DOCUMENT EXCERPT
━━━━

Josef wrote:I have a 2004 Craftsman 27” 8hp snowblower that has seen little use. It began this year running weakly, and tending to surge rhythmically. It made it through the first snowfall, but halfway through the second it quit. It will restart OK, but dies about 15-45 seconds later. Successive restarts die a bit quicker. Going to half choke makes it last slightly longer. I’ve pulled the carb, blown out all the passages, hit them with carb cleaner as well and run a fine wire into all the passages I could get to. Also blew out the fuel line back to the tank. Nothing appeared gunked up at all, but since it seemed likely to be a fuel problem I did all the above anyway. No change whatsoever in the symptoms following the above. I then tried spraying some fuel directly into the carb after starting it (as it began to quit), and that only kept it running a few seconds longer. My conclusion is that it isn’t a fuel problem after all. While I had the carb off I did notice that there was some bluing on the stem for the intake valve (just above where the valve widens out). So now I am thinking that perhaps the intake valve begins to stick as the head heats up (resulting in some burning of the mixture before it enters the cylinder, thereby heating the valve stem). A compression check yielded 55-60 psi while the engine was cold. Your thoughts/suggestions?
peanut budda wrote:With Briggs you will never see more than 55-60 psi on compression. If you do suspect a valve adjustment issue or some serious carbon build up, if less suspect internal damage, wear or mis-adjusted valves.
have you checked the tank vent ??? vacuum lock can and will happen if tank vent is plugged
you blew out the carb... rubber tip or metal tip on the inlet needle ??? Metal tip will tend to act funny. it can stick in the rubber seat more so than a rubber tipped needle. I would purchase a rebuild kit and recheck after rebuild.

━━━━

EXCERPTED RECORDS

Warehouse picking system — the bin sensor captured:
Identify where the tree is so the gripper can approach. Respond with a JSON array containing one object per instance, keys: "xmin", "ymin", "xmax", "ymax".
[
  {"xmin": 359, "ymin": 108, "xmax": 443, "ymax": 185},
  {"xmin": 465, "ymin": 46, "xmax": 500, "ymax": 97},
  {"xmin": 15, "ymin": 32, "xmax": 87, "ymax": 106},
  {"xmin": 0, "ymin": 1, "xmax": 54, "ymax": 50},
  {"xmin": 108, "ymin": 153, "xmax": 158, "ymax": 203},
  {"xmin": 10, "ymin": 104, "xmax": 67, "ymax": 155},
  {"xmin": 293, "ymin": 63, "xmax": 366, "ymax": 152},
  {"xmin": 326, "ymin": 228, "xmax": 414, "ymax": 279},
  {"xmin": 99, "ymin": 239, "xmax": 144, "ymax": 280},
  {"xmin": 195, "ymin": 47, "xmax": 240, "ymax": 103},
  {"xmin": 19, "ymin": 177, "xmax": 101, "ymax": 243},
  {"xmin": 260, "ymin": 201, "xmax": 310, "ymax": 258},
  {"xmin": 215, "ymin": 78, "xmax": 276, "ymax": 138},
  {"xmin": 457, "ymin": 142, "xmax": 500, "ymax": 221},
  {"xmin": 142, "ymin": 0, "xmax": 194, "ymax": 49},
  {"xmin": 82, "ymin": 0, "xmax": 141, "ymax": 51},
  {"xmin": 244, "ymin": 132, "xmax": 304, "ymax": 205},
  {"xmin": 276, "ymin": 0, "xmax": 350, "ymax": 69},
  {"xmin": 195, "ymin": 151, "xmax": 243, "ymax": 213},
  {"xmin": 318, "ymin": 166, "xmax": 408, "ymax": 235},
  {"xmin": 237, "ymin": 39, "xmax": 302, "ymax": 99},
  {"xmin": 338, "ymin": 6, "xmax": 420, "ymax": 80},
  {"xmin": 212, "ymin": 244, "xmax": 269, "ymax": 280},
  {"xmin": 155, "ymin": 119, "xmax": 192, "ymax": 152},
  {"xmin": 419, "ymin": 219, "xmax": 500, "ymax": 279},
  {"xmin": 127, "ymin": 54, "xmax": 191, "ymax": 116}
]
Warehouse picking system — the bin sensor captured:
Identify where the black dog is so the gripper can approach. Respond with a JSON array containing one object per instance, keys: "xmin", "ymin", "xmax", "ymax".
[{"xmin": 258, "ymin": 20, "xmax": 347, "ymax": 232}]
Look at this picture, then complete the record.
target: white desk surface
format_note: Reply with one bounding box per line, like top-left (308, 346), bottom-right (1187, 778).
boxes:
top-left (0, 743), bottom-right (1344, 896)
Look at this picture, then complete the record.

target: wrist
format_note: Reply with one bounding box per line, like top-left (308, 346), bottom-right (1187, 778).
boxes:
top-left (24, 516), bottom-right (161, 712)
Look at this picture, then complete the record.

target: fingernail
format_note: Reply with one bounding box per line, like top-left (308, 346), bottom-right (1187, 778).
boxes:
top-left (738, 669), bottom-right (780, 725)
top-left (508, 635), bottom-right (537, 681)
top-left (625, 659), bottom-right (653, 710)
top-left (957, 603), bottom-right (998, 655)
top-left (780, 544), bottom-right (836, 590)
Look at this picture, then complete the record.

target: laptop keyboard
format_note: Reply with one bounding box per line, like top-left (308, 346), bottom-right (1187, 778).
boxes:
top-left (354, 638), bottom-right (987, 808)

━━━━

WORK ORDER A
In the snowblower forum thread, what compression reading did the engine give while cold?
WORK ORDER B
Reproduce everything in the snowblower thread from "peanut budda wrote:With" down to "or mis-adjusted valves.".

OUTPUT A
55-60 psi

OUTPUT B
peanut budda wrote:With Briggs you will never see more than 55-60 psi on compression. If you do suspect a valve adjustment issue or some serious carbon build up, if less suspect internal damage, wear or mis-adjusted valves.